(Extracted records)
+++

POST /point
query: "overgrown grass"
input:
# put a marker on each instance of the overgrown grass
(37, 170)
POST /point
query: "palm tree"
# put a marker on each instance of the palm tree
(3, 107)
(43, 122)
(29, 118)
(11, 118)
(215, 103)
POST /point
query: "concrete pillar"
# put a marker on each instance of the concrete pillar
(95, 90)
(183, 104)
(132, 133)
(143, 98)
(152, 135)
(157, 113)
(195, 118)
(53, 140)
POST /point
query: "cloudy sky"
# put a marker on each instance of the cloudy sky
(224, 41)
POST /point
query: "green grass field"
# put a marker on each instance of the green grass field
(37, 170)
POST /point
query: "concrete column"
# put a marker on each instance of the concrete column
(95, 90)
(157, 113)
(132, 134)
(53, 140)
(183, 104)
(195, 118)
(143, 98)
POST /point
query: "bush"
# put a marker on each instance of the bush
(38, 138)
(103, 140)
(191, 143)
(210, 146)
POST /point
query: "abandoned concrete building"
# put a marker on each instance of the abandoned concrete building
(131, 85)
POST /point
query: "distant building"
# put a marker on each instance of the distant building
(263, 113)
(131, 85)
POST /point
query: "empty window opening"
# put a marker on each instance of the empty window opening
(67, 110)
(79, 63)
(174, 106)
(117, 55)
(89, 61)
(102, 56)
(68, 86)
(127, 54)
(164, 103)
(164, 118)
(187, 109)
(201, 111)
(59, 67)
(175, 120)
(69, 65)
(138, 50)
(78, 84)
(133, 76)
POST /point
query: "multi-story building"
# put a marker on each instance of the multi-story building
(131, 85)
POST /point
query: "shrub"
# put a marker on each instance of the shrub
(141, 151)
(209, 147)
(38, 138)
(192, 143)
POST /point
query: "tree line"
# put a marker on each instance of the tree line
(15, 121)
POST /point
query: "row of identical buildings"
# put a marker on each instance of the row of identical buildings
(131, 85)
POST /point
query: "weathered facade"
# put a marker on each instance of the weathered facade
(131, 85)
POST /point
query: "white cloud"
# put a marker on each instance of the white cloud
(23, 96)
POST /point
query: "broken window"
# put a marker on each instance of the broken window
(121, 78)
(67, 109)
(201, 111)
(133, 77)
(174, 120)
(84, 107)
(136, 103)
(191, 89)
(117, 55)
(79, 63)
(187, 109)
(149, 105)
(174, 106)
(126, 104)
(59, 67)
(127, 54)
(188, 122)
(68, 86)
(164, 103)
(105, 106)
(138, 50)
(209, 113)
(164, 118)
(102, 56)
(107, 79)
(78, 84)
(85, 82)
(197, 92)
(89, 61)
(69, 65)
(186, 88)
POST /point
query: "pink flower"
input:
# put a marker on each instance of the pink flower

+++

Your task is to set down all of the entries exactly as they appear.

POST /point
query: "overgrown grass"
input:
# put a marker on each instance of the overgrown grass
(37, 170)
POST /point
query: "palm tree"
# put a marker on each instance of the palm tree
(3, 107)
(43, 122)
(29, 118)
(11, 118)
(215, 103)
POST /point
query: "concrete pillar"
# put a marker on each instance of the concrete pillar
(95, 90)
(183, 104)
(132, 133)
(143, 98)
(152, 135)
(157, 113)
(195, 118)
(53, 140)
POST /point
query: "cloudy sky"
# put a marker on each instance of the cloudy sky
(224, 41)
POST /point
query: "green grass field"
# put a marker on each instance of the green grass field
(37, 170)
POST /point
query: "concrete column"
# put a marker on each instance of the concrete column
(95, 90)
(157, 113)
(132, 134)
(53, 140)
(183, 104)
(195, 118)
(143, 98)
POST /point
query: "bush"
# put a marker on each instance of the bush
(38, 138)
(103, 140)
(191, 143)
(210, 146)
POST /point
query: "abandoned concrete building"
# put a marker on each instance of the abandoned concrete building
(131, 85)
POST /point
query: "distant building"
# put a marker on each instance of the distant building
(263, 113)
(131, 85)
POST /point
query: "empty window opening"
# put a marker on each instance of the empty window opening
(67, 110)
(79, 63)
(174, 106)
(117, 55)
(89, 61)
(102, 56)
(68, 86)
(127, 54)
(164, 103)
(164, 118)
(187, 109)
(201, 111)
(59, 67)
(175, 120)
(69, 65)
(138, 50)
(78, 84)
(133, 76)
POST /point
query: "multi-story building"
# put a marker on each instance of the multi-story building
(131, 85)
POST /point
query: "shrub"
# put a marker on each instance of the shrub
(141, 151)
(209, 147)
(38, 138)
(192, 143)
POST /point
query: "tree line"
# put a marker on each instance of the tree line
(15, 121)
POST /point
query: "row of identical buildings"
# put a marker on each instance of the row of identical buildings
(131, 85)
POST /point
query: "weathered facade"
# put a marker on each instance of the weathered facade
(131, 85)
POST /point
query: "white cloud"
# put a marker on each instance of the white cloud
(23, 96)
POST /point
query: "broken window"
# put a marker on each instance of the broken window
(121, 78)
(67, 109)
(201, 111)
(133, 77)
(174, 120)
(84, 107)
(136, 103)
(191, 89)
(117, 55)
(79, 63)
(187, 109)
(149, 105)
(174, 106)
(126, 104)
(59, 67)
(127, 54)
(188, 122)
(68, 86)
(164, 103)
(105, 106)
(138, 50)
(209, 113)
(164, 118)
(102, 56)
(107, 79)
(78, 84)
(85, 82)
(197, 92)
(89, 61)
(69, 65)
(186, 88)
POST /point
query: "pink flower"
input:
# put a marker on each instance of the pink flower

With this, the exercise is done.